# [STATED EXERCISE]
Can you render each line of the listing below as a Markdown table with the columns Row and Listing line, skipping blank lines and leaving the pictures out?

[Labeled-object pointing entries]
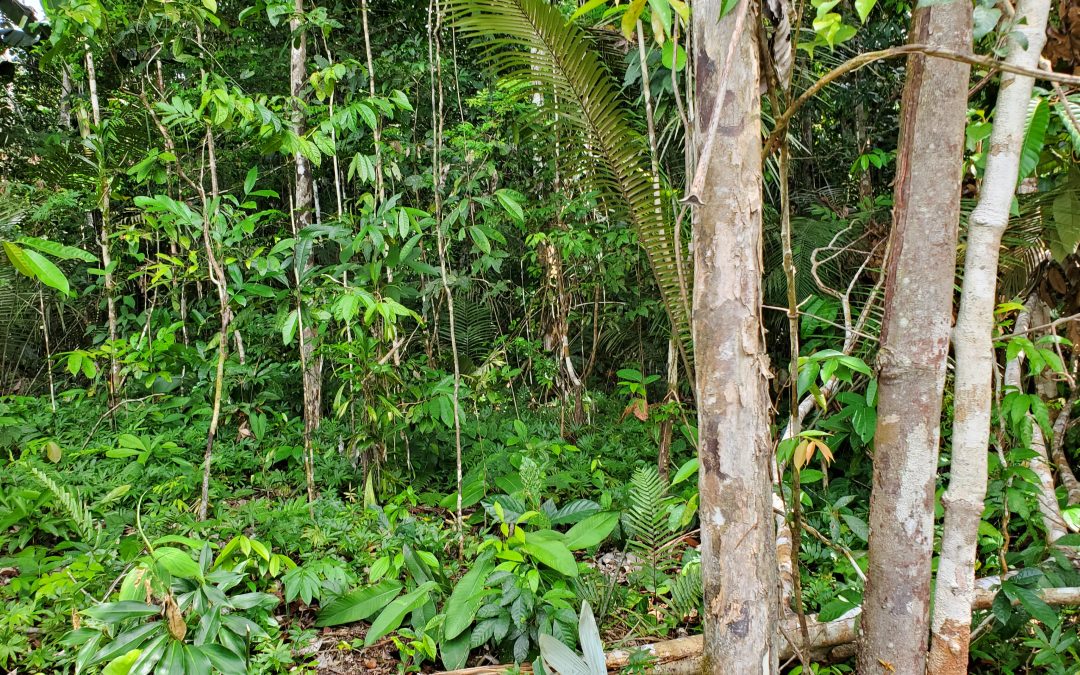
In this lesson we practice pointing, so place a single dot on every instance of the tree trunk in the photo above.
(104, 231)
(739, 559)
(304, 199)
(950, 629)
(915, 339)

# [COMPLETED EXERCISE]
| Row | Listing line |
|---|---|
| 1 | In this lesson we practice pointing, so place a single dot on every instance of the tree trunk in the photo above. |
| 2 | (104, 231) |
| 3 | (739, 559) |
| 4 | (304, 199) |
| 5 | (950, 629) |
| 6 | (915, 339) |